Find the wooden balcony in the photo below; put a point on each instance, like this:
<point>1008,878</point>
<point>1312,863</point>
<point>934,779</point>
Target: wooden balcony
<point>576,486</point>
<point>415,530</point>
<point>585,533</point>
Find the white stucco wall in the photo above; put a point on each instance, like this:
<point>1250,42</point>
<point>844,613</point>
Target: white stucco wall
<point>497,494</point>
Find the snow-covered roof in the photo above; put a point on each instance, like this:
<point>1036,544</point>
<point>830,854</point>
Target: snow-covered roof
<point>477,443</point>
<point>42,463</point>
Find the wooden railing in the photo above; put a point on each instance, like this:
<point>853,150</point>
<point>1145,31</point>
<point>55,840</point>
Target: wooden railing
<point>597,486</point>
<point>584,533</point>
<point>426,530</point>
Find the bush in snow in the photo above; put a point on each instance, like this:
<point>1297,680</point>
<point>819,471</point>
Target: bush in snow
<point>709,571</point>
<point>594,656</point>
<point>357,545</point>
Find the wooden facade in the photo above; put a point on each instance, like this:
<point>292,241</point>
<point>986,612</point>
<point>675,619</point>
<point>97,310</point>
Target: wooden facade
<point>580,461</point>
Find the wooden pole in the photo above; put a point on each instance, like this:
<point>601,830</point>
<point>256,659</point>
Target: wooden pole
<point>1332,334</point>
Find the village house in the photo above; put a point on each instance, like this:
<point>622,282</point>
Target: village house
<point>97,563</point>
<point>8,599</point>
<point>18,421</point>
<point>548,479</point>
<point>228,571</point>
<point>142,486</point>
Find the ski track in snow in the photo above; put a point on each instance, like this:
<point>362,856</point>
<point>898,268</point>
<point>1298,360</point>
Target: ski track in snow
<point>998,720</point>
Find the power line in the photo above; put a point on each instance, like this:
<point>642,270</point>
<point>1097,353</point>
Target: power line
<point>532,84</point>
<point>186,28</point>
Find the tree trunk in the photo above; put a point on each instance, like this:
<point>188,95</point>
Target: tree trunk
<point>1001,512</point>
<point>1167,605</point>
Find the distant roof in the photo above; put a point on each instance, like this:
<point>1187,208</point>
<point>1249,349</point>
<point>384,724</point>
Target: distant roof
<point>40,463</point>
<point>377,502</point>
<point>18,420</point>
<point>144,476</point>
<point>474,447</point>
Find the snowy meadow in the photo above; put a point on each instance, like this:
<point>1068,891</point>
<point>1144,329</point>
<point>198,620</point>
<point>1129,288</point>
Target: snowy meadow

• • • •

*STATED TASK:* Convert the lines above into a Markdown table with the columns "No." and "Line", numbering each row and omitting blank lines.

*SOLUTION FOR THIS PROBLEM:*
| No. | Line |
|---|---|
| 1 | Find the wooden balcony in the photo below; put a point on each instance, like this: |
| 2 | <point>1008,878</point> |
| 3 | <point>1312,863</point> |
| 4 | <point>934,779</point> |
| 5 | Target: wooden balcony |
| 6 | <point>576,486</point> |
| 7 | <point>415,530</point> |
| 8 | <point>585,533</point> |
| 9 | Find the white stucco wall in the photo above; put a point on each instance, like this: |
| 10 | <point>1250,42</point> |
| 11 | <point>844,613</point> |
| 12 | Target: white stucco wall |
| 13 | <point>497,494</point> |
| 14 | Find the snow-covered roof in the photo above; put a point on each instance, like this: |
| 15 | <point>1036,544</point> |
| 16 | <point>830,854</point> |
| 17 | Target: snow-covered roof |
| 18 | <point>477,443</point> |
| 19 | <point>42,463</point> |
| 20 | Find the wooden railing in the photo above; put a point on each instance, like this: |
| 21 | <point>853,150</point> |
| 22 | <point>1145,31</point> |
| 23 | <point>55,840</point> |
| 24 | Target: wooden railing |
| 25 | <point>597,486</point> |
| 26 | <point>584,533</point> |
| 27 | <point>426,530</point> |
| 28 | Find the bush in snow in the photo above; put a point on each instance, like this: |
| 29 | <point>1297,680</point> |
| 30 | <point>819,471</point> |
| 31 | Target: bush in snow |
| 32 | <point>709,571</point> |
| 33 | <point>594,656</point> |
| 34 | <point>357,545</point> |
| 35 | Find the wooden facade in the photo above; put a point on each instance, like this: |
| 36 | <point>292,241</point> |
| 37 | <point>986,612</point> |
| 38 | <point>675,619</point> |
| 39 | <point>97,310</point> |
| 40 | Target: wooden facade |
| 41 | <point>580,461</point> |
| 42 | Find the wooden pole in the photo above; put a point on each instance, like this: |
| 43 | <point>601,830</point> |
| 44 | <point>256,659</point> |
| 45 | Target: wooden pole |
| 46 | <point>1332,334</point> |
| 47 | Find the village house in the photo above; put a point on each instance, like this: |
| 48 | <point>622,282</point> |
| 49 | Target: village house |
| 50 | <point>97,563</point> |
| 51 | <point>8,599</point> |
| 52 | <point>18,421</point> |
| 53 | <point>548,479</point> |
| 54 | <point>228,571</point> |
| 55 | <point>142,486</point> |
| 56 | Find the ski track in snow in the photo above; put a point on each instance, like this: |
| 57 | <point>362,856</point> |
| 58 | <point>898,268</point> |
| 59 | <point>1298,360</point> |
| 60 | Target: ski track in snow |
| 61 | <point>998,720</point> |
| 62 | Find the power line in the photo above; put a point on each instance, like this: |
| 63 | <point>642,270</point> |
| 64 | <point>1097,353</point> |
| 65 | Target: power line |
| 66 | <point>532,84</point> |
| 67 | <point>186,28</point> |
| 68 | Find the tree trunk in the photo above; put a point on each instance, like this: |
| 69 | <point>188,95</point> |
| 70 | Target: tree trunk |
| 71 | <point>1001,512</point> |
| 72 | <point>1167,605</point> |
| 73 | Find the distant roof in the photo above; put a point on each instance, like this: |
| 74 | <point>1187,208</point> |
| 75 | <point>1249,349</point> |
| 76 | <point>384,724</point> |
| 77 | Target: distant roof |
| 78 | <point>40,463</point> |
| 79 | <point>377,502</point> |
| 80 | <point>18,420</point> |
| 81 | <point>144,476</point> |
| 82 | <point>474,447</point> |
| 83 | Find the snowy meadow in the photo above; put a point on each instance, like this: |
| 84 | <point>1068,891</point> |
| 85 | <point>1144,329</point> |
| 86 | <point>198,620</point> |
| 87 | <point>1129,288</point> |
| 88 | Target: snowy meadow |